The Cathedral of St. Bartholomew (Katedrála svatého Bartoloměje), originally the Church of St. Bartholomew, is a Gothic church located on the Main Square in Plzeň, Czech Republic. It was probably established together with the city around the year 1295. The church became a cathedral in 1993, when the Plzeň diocese was created. It was designated a national cultural monument of the Czech Republic in 1995.

==The History of the church/cathedral==
The Cathedral of St. Bartholomew was established probably simultaneously with the city of Plzen around the year 1295. Originally, it was only an affiliated branch of the Church of All Saints in Malice, which is a part of the Roudná neighbourhood. The patron of both churches was the Czech king; in 1310 the King Henry of Bohemia (1265–1335) bestowed the patronal right upon the Teutonic Order. However, the same year, the king was banished from the Czech country and the Order didn't dare to take hold of their right. The Teutonic Order finally enforced this right from John of Bohemia (1296–1346) in 1322. However, next problem arose with the conflict over a presbytery with the Church of All Saints, resulting in favour of the Teutonic Order in 1342. The takeover of the clergy houses therefore probably became the motive for the initiation of the church construction. The Teutonic Order remained its patron until 1546, when the city of Plzeň got the abovementioned patronal right. The Diecese of Plzeň was established by Pope John Paul II on 31 May 1993, and then the parish church became a cathedral, the urban church of the bishop.

===The Origin of the church===
The exact date of the start of its construction is not known, but the oldest extant allusion comes from the year 1307, when the townsman Wolfram Zwinillinger bequeathed the malt and drying factory to St. Bartholomew with the condition of serving a church mass on behalf of his soul. Therefore, it could be estimated that the church could have been established approximately around the same year as the city of Plzeň - shortly after 1295. However, it is not known where it stood. The placement of the church on a public market place was a very unusual solution. The construction of the church started with the presbytery after 1342. The presbytery seems shorter in comparison to usual proportions of a typical presbytery. This is caused by its partial destruction during the construction of the nave and side aisles. The presbytery reached up to the first pair of pillars in the nave and therefore the size of the presbytery had to be adjusted. The pillars were supposed to be shorter, which was changed after the 1360s, mainly because the presbytery was enlarged.

**MATERIAL:**
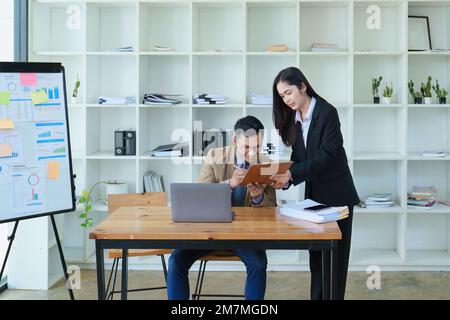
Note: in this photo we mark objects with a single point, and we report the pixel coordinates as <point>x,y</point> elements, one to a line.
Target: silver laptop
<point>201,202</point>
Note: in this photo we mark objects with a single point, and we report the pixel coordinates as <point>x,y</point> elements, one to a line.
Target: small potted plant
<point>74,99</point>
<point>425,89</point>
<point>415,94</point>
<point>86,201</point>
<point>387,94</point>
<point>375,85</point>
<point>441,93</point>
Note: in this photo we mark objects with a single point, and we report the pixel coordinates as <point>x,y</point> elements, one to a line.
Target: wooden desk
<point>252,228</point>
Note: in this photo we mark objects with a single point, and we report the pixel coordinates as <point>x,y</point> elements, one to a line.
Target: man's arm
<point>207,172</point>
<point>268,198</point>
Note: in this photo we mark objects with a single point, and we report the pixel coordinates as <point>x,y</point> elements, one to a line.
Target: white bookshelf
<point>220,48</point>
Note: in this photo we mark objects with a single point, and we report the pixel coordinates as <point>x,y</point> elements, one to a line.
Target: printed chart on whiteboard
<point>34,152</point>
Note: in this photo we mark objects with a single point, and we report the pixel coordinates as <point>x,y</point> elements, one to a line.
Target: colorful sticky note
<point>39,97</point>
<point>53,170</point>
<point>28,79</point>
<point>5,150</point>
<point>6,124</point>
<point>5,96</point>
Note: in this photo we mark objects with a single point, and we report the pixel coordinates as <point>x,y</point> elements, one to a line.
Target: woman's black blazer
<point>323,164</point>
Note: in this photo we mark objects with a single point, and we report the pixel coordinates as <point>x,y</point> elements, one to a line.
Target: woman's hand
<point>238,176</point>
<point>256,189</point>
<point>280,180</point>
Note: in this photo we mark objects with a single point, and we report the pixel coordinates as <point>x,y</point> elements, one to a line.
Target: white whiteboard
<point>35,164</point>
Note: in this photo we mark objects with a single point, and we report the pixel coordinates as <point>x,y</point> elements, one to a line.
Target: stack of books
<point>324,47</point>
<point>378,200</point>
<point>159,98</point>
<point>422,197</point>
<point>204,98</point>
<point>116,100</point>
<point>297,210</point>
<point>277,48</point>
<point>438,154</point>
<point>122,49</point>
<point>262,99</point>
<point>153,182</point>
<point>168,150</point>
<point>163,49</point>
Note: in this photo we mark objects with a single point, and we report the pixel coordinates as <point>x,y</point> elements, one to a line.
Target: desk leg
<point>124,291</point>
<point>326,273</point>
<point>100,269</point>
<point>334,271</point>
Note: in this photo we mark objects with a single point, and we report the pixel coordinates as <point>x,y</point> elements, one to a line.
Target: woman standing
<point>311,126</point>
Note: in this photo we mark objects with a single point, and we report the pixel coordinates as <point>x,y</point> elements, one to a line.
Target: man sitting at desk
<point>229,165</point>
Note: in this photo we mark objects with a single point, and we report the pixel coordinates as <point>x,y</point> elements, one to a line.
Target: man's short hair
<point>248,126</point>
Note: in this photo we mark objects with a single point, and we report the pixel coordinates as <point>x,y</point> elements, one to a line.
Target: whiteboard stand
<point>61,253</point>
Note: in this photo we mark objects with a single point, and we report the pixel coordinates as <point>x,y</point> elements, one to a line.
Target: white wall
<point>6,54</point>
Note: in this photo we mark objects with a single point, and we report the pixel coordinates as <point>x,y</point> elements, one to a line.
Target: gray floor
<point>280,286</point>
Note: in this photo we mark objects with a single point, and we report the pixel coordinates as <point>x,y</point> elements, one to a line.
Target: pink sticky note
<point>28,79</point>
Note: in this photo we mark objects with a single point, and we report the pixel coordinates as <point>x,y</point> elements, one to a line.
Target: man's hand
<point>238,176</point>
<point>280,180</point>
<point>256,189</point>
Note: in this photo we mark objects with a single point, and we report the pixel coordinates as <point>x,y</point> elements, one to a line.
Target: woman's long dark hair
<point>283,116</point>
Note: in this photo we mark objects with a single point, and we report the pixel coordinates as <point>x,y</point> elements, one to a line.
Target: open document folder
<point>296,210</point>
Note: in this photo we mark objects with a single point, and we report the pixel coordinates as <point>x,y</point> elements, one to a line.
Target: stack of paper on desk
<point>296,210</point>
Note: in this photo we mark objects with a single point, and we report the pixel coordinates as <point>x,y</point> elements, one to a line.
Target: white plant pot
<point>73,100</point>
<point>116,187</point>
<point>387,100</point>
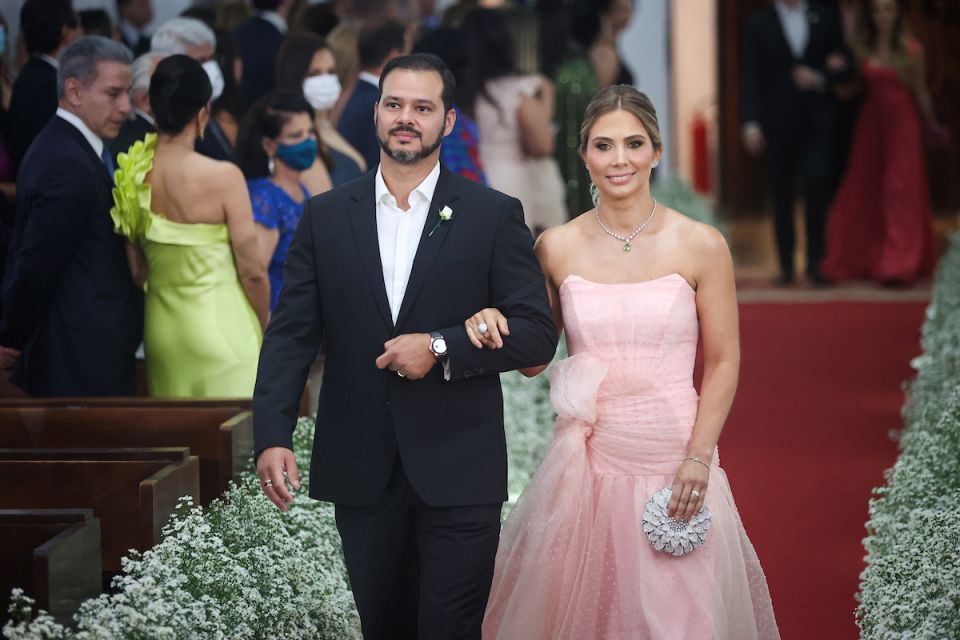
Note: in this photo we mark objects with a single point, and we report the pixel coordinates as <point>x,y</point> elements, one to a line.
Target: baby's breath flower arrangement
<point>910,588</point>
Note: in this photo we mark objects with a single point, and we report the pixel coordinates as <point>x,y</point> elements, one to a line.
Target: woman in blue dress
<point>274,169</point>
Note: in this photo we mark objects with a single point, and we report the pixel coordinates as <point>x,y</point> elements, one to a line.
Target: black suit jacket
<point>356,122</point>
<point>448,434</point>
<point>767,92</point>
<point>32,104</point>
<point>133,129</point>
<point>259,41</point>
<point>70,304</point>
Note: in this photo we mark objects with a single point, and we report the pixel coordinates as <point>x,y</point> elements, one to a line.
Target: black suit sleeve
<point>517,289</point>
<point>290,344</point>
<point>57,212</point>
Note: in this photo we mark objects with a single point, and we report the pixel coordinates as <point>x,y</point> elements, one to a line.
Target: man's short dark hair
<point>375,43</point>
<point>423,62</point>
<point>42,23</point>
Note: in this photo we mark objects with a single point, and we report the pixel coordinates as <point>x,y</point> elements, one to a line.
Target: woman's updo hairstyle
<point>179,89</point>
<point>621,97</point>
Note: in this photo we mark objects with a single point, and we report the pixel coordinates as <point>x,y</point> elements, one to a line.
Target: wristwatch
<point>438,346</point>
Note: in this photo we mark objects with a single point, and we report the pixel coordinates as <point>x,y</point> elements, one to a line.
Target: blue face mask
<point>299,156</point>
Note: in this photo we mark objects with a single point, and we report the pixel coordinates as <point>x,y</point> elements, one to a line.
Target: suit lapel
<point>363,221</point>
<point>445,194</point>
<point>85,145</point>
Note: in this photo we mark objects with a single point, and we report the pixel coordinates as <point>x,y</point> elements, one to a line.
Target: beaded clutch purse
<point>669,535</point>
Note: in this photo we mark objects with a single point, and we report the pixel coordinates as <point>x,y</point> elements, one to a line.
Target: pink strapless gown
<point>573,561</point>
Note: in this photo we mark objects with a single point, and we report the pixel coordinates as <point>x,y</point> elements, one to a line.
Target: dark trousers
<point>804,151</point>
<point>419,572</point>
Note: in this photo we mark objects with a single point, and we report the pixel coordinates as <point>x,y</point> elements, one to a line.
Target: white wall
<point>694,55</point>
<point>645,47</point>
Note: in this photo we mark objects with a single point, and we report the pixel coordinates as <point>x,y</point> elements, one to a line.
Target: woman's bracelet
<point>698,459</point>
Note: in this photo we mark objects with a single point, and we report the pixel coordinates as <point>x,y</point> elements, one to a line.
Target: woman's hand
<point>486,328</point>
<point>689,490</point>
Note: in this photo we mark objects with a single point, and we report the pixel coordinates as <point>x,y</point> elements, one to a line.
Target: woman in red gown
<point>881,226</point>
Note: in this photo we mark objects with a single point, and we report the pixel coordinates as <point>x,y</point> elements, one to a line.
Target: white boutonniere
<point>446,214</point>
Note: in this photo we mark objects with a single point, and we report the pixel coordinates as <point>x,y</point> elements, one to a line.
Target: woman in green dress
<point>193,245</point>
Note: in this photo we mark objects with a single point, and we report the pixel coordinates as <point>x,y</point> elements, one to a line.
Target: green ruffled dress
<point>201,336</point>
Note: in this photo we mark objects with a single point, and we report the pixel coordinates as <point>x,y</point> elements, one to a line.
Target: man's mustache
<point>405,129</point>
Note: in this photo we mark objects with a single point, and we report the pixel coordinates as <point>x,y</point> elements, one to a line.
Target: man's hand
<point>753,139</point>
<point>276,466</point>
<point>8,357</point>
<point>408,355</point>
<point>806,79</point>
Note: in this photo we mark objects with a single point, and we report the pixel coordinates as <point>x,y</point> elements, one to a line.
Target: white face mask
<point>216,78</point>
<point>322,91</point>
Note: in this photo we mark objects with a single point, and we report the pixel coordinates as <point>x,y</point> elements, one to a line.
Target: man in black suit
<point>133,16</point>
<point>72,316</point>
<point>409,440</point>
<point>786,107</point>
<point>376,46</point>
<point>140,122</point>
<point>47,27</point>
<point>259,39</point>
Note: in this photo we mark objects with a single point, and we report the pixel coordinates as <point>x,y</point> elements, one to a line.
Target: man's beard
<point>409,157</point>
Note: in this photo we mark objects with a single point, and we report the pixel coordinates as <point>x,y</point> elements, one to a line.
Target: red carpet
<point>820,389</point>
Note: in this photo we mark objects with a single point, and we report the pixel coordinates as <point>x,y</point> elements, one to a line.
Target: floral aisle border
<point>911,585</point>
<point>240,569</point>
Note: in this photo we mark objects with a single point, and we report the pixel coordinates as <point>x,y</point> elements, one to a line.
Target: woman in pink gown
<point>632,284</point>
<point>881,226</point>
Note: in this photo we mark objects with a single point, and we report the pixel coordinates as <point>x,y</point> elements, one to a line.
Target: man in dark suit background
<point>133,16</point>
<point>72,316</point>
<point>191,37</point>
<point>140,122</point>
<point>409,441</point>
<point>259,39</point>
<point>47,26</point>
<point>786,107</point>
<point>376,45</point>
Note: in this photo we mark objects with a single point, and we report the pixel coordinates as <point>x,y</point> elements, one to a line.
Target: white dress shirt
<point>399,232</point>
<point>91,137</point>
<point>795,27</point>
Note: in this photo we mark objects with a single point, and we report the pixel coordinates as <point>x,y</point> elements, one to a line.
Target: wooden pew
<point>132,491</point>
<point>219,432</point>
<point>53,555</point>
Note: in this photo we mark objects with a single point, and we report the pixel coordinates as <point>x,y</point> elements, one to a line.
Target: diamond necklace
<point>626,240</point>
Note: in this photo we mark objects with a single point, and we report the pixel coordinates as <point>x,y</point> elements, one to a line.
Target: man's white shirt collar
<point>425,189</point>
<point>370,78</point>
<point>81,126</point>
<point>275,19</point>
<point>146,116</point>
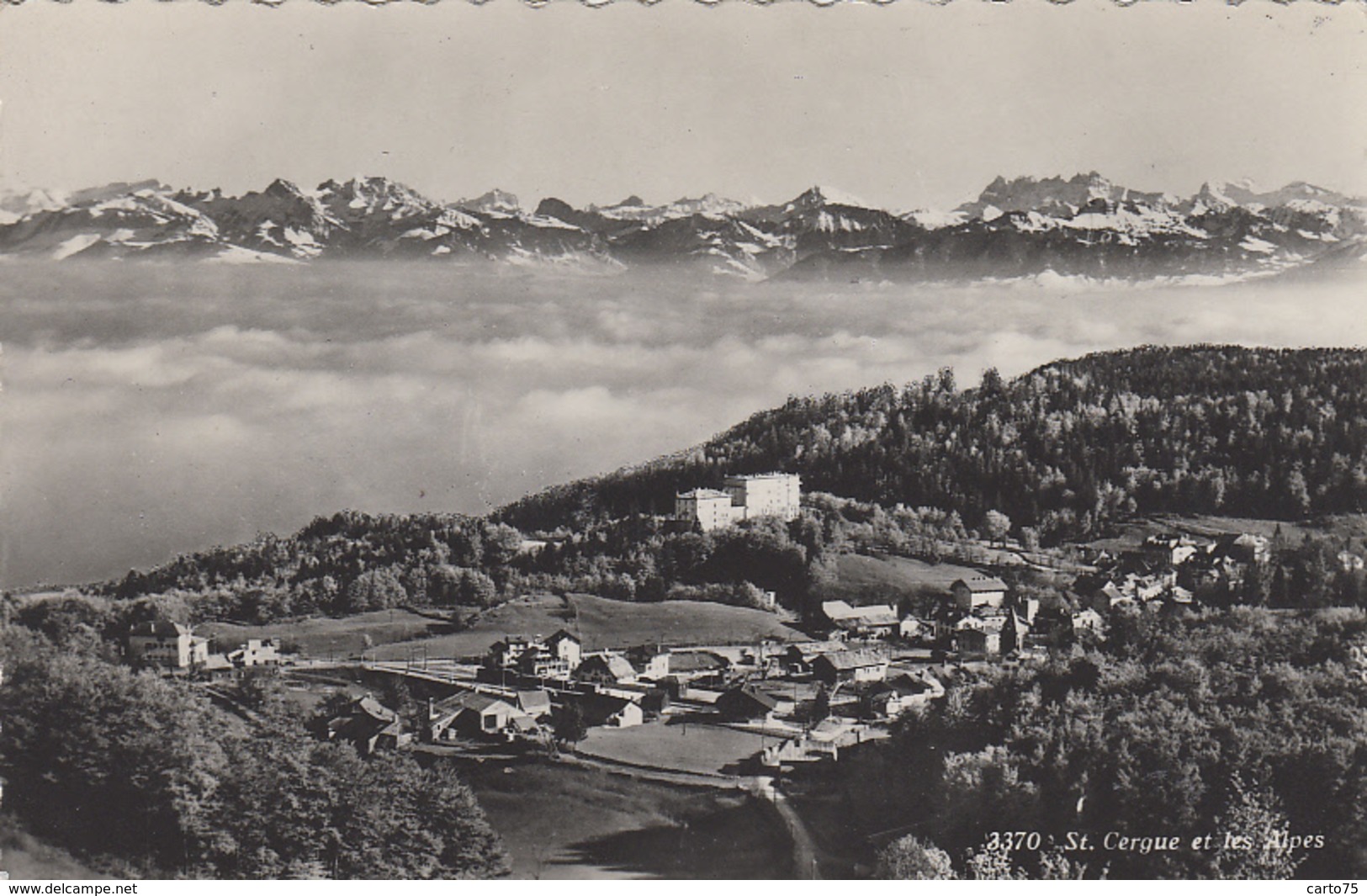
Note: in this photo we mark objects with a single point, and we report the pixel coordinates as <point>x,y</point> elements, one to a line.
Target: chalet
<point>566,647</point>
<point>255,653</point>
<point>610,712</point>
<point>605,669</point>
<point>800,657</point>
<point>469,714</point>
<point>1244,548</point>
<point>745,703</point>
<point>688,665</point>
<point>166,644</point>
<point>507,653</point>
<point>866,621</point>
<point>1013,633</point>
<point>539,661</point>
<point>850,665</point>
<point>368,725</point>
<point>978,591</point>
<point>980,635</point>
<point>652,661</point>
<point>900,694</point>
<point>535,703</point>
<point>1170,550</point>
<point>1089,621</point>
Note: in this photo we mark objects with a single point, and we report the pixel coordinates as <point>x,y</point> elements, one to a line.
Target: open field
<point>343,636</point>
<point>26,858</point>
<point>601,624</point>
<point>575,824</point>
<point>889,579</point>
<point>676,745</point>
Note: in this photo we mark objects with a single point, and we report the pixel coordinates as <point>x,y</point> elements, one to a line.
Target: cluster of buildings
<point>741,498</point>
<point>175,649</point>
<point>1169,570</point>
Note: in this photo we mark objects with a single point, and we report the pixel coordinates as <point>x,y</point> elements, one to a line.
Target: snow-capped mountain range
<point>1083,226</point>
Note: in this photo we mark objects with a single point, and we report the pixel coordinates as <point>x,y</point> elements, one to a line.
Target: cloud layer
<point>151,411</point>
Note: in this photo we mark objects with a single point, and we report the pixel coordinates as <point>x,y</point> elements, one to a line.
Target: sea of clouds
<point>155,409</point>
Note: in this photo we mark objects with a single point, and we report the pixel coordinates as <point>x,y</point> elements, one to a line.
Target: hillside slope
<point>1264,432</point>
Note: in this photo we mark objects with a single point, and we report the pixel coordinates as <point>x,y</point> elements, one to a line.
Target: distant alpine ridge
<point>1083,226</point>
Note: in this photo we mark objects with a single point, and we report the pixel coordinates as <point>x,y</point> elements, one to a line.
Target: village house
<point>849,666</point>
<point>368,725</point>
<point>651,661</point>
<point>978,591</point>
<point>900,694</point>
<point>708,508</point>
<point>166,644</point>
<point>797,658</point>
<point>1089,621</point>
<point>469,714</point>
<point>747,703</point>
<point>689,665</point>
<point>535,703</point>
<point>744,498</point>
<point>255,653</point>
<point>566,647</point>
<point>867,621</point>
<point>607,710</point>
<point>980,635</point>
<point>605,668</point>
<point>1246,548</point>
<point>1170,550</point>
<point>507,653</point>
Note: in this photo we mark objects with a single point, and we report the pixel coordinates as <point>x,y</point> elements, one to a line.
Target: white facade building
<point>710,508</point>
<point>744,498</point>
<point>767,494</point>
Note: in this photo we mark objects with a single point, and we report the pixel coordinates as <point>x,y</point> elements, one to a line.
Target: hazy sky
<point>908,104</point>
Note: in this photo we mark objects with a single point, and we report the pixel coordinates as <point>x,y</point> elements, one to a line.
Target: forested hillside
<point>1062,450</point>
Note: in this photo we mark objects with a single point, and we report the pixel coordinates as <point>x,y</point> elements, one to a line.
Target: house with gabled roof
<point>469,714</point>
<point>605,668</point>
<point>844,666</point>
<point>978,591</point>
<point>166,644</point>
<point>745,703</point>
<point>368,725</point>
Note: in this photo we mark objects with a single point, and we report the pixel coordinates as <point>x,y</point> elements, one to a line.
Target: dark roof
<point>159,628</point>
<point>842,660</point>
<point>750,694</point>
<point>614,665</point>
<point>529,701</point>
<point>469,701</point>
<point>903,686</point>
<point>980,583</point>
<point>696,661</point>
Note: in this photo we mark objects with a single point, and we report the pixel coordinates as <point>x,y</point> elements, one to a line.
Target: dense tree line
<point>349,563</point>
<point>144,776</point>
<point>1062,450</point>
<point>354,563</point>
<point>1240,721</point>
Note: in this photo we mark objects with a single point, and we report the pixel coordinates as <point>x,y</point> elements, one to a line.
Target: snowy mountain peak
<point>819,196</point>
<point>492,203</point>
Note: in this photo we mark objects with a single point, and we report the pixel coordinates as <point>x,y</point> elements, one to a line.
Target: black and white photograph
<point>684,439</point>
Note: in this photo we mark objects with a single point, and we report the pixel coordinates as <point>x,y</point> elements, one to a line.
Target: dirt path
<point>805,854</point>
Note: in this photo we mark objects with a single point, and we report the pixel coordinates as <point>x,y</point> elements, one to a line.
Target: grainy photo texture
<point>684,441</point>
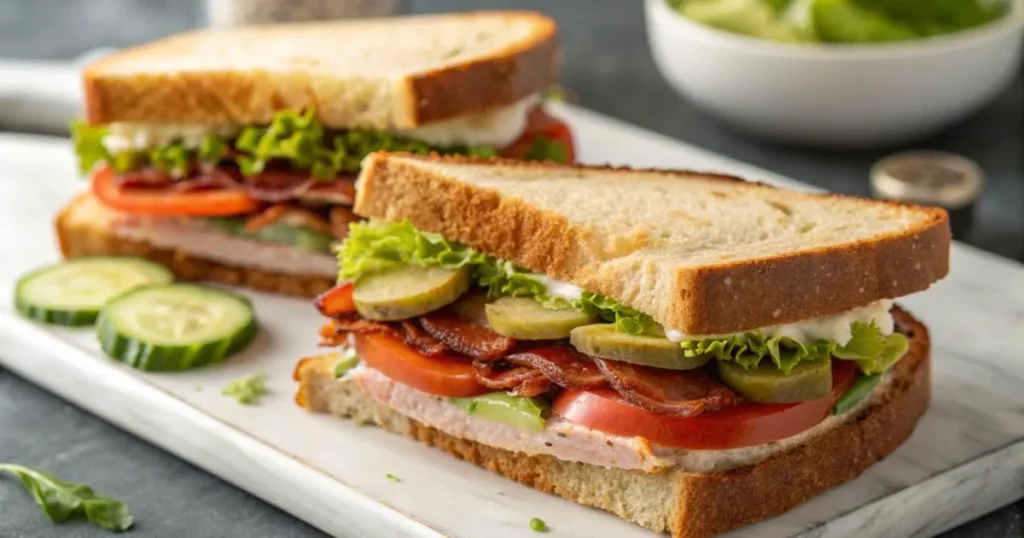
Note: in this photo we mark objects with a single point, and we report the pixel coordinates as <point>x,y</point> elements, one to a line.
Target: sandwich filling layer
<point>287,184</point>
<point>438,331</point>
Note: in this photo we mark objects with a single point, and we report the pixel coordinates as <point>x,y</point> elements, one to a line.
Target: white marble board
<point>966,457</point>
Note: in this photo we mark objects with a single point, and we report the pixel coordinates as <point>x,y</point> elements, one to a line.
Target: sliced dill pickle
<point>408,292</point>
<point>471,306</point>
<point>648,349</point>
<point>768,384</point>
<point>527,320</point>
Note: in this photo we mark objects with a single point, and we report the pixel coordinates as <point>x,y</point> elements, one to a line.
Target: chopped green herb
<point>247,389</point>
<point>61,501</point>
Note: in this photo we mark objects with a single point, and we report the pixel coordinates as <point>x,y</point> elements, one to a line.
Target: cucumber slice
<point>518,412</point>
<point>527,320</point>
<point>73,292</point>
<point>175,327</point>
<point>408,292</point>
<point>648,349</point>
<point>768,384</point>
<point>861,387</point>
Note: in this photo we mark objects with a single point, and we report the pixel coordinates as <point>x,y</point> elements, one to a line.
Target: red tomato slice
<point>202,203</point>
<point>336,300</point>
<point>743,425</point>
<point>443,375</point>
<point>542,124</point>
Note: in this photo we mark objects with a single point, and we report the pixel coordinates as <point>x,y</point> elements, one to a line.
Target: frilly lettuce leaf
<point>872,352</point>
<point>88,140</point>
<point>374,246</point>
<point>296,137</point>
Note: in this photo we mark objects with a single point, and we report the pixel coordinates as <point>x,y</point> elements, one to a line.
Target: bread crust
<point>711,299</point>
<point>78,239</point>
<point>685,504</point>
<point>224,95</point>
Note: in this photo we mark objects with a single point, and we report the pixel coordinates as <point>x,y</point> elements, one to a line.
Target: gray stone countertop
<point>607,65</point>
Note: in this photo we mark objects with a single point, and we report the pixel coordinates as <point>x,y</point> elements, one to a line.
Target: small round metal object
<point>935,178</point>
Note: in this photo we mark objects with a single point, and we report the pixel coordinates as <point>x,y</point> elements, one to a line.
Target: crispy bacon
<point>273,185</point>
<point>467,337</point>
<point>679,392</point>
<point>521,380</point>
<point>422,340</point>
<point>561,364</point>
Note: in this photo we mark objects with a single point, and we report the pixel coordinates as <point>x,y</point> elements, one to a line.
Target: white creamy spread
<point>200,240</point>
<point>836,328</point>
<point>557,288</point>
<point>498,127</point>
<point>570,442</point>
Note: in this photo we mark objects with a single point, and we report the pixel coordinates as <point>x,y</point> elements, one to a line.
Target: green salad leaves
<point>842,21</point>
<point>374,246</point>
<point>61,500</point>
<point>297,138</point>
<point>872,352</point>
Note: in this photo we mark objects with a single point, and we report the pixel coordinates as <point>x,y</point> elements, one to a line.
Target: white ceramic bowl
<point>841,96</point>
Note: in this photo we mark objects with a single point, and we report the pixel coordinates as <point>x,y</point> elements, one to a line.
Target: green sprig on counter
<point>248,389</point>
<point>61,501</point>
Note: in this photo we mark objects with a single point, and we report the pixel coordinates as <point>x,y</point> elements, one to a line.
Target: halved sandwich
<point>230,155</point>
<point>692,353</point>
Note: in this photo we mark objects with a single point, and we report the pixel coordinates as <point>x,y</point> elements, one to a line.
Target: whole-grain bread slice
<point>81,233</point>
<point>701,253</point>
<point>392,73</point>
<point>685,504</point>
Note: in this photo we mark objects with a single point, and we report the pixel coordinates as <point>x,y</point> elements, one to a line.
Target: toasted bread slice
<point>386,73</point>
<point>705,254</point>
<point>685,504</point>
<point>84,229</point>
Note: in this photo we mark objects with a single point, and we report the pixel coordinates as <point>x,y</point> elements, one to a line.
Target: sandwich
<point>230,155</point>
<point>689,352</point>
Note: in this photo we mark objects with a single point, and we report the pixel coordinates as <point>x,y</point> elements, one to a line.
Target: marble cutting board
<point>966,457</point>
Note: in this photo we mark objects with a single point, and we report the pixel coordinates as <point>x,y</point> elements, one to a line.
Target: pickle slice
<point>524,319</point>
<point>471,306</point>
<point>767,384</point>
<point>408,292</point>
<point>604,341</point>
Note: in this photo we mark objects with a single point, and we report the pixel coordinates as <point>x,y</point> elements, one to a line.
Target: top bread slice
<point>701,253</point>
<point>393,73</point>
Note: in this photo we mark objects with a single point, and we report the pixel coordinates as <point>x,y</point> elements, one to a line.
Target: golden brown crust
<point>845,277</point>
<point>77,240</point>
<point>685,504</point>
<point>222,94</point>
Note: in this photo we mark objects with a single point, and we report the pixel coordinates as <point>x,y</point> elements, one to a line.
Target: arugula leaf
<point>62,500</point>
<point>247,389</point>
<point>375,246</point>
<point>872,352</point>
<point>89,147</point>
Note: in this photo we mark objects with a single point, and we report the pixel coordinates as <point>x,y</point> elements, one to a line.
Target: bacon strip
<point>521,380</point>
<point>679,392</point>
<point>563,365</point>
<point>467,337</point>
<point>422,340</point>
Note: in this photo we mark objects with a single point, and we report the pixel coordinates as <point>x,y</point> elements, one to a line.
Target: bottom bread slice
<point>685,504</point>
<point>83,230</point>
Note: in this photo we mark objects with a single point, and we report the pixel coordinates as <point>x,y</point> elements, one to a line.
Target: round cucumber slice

**GIVEN PROBLEM 1:** Please summarize the text on the Cathedral of St. Bartholomew in two sentences.
**GIVEN PROBLEM 2:**
Answer these questions from the cathedral text, one per line:
(a) Which townsman bequeathed the malt and drying factory to St. Bartholomew in 1307?
(b) In what year did the city of Plzeň obtain the patronal right?
(c) When was the church designated a national cultural monument of the Czech Republic?

**REPLY 1:** The Cathedral of St. Bartholomew is a Gothic church on the Main Square in Plzeň, probably established with the city around 1295, and it became a cathedral in 1993 when Pope John Paul II created the Plzeň diocese. The Teutonic Order held its patronal right until the city of Plzeň acquired it in 1546, and construction of the church began with the presbytery after 1342.

**REPLY 2:**
(a) Wolfram Zwinillinger
(b) 1546
(c) 1995